**Tugas yang Diberikan**
Ganti "uang pengganti" dengan "ganti rugi" pada bagian teks sumber tentang kasus Bank Century yang diawali kata-kata "Selain menuntut hukuman" dan diakhiri "Rp 1,581 triliun.", lalu tuliskan kembali bagian tersebut.

**Teks Sumber**
↓

Perburuan Aset Bank
Century
Bambang Soesatyo
Anggota Tim Pengawas Century DPR RI/
Presidium Nasional KAHMI 2012-2017
PENYELESAIAN kasus Bank Century tidak cukup dengan drama peradilan dan kesaksian para elit di pengadilan Tipikor. Kasus ini bisa dianggap tuntas jika kerugian negara sudah dikembalikan. Sayang, belum ada gambaran yang jelas mengenai kinerja Tim Pemburu Aset Bank Century.
Bahkan,tugas Tim Pemburu Aset Bank Century dikhawatirkan terbengkelai mengingat pemerintahan Presiden Soesilo Bambang Yudhoyono (SBY) akan demisioner pada Oktober 2014 nanti. Soalnya, kerja tim ini berpatokan pada koordinasi di antara Menteri Keuangan, Menteri Hukum dan HAM, Jaksa Agung dan Menteri Sekretaris Negara. Selain mencarinya di dalam negeri, Tim di Jakarta ini harus berkoordinasi dengan duta besar RI di sejumlah negara, karena banyak aset Bank Century disembunyikan di negara lain. Pertanyaannya, di tengah kesibukan jelang berakhirnya masa bhakti para pejabat itu, mungkinkah masalah ini masih diprioritaskan?
Padahal, dalam hitungan hari, kemungkinan besar akan ada keputusan pengadilan yang berkait langsung dengan tugas Tim Pemburu Aset Bank Century itu, yakni dari perkara mantan Deputi Bidang IV Pengelolaan Devisa Bank Indonesia Budi Mulya. Dia didakwa terlibat korupsi pemberian fasilitas pendanaan jangka pendek (FPJP dan penetapan Bank Century sebagai bank gagal berdampak sistemik.
Selain menuntut hukuman penjara kepada Budi Mulya, Jaksa Tipikor juga meminta Majelis Hakim Tipikor menghukum Hesham Alwarraq selaku pemilik Bank Century dengan membayar uang pengganti Rp 3,115 triliun; menghukum Robert Tantular selaku mantan Direktur Utama Bank Century membayar uang pengganti Rp 2,753 triliun, serta menghukum Bank Century (kini Bank Mutiara) membayar uang pengganti Rp 1,581 triliun.

↑

(Cuplikan dataset)

↓

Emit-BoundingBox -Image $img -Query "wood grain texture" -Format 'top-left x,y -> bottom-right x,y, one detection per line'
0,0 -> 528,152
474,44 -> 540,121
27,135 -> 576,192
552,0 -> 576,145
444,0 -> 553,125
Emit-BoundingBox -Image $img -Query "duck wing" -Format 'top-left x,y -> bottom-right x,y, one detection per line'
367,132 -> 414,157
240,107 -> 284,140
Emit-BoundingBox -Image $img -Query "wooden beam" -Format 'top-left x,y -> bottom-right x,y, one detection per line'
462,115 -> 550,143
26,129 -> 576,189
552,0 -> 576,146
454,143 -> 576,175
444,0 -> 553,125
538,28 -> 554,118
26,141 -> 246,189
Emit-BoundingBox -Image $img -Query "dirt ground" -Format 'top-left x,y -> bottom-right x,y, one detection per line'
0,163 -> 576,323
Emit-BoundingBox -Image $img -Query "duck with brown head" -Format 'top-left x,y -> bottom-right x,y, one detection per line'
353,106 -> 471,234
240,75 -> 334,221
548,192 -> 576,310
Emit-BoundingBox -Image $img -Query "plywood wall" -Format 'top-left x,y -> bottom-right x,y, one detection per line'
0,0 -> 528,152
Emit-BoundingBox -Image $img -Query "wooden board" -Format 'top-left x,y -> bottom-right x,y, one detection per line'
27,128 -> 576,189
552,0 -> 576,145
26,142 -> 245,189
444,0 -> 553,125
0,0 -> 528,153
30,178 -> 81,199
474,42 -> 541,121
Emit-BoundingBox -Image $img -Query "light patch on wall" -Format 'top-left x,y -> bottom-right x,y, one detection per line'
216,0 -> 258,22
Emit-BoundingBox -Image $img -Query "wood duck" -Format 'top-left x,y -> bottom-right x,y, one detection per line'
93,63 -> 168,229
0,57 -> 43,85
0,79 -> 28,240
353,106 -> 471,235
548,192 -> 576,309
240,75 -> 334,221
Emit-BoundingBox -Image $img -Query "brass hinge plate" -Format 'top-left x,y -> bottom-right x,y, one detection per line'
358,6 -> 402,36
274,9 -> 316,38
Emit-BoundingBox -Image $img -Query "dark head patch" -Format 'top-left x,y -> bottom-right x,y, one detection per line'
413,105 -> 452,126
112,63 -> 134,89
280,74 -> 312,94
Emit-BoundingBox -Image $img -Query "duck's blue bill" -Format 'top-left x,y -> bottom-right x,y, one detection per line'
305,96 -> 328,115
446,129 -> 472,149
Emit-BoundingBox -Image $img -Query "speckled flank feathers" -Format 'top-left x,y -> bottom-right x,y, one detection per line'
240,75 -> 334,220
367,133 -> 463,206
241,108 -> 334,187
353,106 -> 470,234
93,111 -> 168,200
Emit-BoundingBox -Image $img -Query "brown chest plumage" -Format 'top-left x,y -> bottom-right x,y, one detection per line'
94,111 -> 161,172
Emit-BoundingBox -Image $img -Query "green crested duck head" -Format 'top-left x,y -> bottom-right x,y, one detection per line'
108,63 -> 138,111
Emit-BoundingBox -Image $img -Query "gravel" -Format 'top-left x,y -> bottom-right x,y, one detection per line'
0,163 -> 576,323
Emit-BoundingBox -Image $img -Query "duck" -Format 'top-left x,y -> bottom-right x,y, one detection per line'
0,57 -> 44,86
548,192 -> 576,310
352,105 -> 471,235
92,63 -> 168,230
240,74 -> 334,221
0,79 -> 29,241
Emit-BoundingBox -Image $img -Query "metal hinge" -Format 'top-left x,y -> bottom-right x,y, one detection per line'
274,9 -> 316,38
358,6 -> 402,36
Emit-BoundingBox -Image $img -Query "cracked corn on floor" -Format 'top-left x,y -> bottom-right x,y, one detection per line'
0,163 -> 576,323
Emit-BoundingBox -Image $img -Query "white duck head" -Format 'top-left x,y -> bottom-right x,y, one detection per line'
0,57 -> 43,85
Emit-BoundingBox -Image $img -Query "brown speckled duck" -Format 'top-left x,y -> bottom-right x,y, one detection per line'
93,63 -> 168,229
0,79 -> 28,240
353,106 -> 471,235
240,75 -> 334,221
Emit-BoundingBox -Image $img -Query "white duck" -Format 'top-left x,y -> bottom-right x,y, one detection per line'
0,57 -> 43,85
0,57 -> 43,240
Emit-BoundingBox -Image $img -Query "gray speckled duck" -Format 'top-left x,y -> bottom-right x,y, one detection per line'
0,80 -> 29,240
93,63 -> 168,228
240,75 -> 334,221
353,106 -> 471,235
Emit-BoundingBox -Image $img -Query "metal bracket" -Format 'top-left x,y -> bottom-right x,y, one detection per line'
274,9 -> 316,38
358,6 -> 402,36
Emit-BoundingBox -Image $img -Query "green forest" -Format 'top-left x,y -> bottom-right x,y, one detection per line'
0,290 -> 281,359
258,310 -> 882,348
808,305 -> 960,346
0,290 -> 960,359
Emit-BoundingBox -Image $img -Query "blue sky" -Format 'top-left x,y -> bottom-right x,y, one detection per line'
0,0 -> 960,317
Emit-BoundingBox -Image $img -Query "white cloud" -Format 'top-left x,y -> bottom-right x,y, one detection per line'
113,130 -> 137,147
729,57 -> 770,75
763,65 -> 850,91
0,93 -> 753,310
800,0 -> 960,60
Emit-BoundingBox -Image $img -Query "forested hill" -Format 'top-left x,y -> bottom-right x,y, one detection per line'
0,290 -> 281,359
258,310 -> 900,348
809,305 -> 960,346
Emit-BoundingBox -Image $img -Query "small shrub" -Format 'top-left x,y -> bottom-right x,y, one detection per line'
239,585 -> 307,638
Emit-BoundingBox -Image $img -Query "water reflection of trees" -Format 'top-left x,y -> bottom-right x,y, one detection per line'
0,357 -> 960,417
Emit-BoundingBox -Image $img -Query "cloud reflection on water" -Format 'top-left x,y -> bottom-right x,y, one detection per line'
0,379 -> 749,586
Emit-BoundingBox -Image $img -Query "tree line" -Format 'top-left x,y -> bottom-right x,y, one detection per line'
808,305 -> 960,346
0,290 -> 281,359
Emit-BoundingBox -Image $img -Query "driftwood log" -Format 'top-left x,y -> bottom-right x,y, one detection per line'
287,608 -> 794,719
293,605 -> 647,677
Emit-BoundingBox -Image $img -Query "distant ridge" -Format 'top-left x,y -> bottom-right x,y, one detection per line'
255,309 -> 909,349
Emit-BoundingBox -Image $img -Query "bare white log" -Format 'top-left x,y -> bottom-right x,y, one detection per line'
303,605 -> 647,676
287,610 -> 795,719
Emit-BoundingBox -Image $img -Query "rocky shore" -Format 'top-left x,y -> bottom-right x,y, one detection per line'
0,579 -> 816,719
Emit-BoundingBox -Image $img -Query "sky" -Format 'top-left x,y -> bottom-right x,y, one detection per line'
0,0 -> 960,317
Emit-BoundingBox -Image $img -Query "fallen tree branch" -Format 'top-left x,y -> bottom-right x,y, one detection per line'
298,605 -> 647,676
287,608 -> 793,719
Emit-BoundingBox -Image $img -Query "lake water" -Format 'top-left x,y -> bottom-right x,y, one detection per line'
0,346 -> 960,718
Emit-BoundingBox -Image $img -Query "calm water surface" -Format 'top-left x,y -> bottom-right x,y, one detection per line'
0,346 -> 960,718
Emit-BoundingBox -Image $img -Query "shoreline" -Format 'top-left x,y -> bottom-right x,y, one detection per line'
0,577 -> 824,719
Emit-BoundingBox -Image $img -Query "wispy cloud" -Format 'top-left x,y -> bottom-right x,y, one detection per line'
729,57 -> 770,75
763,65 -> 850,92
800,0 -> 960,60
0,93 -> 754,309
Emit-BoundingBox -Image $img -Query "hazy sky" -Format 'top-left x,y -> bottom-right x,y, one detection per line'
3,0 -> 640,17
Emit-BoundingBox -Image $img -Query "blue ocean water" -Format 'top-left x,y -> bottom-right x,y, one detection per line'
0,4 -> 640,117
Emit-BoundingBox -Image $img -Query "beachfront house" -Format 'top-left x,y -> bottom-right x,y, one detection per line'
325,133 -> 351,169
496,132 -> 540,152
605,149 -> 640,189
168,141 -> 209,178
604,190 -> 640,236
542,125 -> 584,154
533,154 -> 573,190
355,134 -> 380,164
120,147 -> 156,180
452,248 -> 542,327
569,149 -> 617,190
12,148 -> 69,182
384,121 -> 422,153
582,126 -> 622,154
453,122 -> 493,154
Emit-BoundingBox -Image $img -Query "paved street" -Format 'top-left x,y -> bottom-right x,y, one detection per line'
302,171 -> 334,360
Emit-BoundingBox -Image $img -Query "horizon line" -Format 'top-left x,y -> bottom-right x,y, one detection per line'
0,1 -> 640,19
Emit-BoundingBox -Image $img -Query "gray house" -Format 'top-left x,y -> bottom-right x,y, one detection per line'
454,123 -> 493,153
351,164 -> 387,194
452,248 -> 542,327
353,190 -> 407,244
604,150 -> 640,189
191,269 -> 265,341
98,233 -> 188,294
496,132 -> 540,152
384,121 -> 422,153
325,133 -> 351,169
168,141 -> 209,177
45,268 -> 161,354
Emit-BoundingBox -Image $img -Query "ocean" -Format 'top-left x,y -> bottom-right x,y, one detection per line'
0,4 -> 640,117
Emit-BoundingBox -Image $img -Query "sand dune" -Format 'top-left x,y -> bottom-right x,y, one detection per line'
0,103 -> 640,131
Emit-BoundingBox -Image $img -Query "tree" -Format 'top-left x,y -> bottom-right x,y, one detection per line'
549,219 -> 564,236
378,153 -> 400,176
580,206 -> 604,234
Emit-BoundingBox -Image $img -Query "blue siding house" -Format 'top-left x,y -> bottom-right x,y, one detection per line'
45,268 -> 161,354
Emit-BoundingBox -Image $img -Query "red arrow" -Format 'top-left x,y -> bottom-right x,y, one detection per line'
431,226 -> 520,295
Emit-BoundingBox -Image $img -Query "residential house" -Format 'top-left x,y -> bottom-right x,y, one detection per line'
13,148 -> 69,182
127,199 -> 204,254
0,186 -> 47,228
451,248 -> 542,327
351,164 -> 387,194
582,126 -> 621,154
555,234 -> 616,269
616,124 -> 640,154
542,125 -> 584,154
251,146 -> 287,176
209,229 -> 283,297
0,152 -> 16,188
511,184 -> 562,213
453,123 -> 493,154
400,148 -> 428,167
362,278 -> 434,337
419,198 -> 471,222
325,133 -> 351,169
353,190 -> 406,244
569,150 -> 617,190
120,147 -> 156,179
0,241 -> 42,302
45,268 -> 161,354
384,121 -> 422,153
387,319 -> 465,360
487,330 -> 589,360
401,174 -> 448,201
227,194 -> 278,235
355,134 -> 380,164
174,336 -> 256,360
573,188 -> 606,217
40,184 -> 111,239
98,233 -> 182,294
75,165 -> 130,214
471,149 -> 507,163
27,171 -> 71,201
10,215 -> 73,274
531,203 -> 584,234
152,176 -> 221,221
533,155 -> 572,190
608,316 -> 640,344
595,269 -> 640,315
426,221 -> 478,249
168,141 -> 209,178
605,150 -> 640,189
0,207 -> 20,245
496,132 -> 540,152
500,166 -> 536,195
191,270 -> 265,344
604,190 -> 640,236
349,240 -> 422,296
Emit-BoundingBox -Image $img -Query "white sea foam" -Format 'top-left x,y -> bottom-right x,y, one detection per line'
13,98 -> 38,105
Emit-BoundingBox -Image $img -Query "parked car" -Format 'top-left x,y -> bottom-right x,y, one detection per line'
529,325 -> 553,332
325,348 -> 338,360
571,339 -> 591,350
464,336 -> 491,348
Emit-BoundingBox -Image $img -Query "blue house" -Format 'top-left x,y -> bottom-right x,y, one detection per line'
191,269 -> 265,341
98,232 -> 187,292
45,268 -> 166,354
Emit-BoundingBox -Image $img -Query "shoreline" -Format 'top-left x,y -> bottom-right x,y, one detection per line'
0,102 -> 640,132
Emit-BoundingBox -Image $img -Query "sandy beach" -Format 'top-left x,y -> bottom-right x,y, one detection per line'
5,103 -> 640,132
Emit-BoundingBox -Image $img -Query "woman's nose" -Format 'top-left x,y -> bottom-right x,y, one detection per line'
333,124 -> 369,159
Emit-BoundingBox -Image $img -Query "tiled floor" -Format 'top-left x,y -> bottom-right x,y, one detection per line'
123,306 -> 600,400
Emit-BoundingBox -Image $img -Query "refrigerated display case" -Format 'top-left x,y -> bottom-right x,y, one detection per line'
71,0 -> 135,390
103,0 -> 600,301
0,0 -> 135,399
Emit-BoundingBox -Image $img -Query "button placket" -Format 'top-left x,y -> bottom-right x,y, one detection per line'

↑

**Jawaban Benar**
Selain menuntut hukuman penjara kepada Budi Mulya, Jaksa Tipikor juga meminta Majelis Hakim Tipikor menghukum Hesham Alwarraq selaku pemilik Bank Century dengan membayar ganti rugi Rp 3,115 triliun; menghukum Robert Tantular selaku mantan Direktur Utama Bank Century membayar ganti rugi Rp 2,753 triliun, serta menghukum Bank Century (kini Bank Mutiara) membayar ganti rugi Rp 1,581 triliun.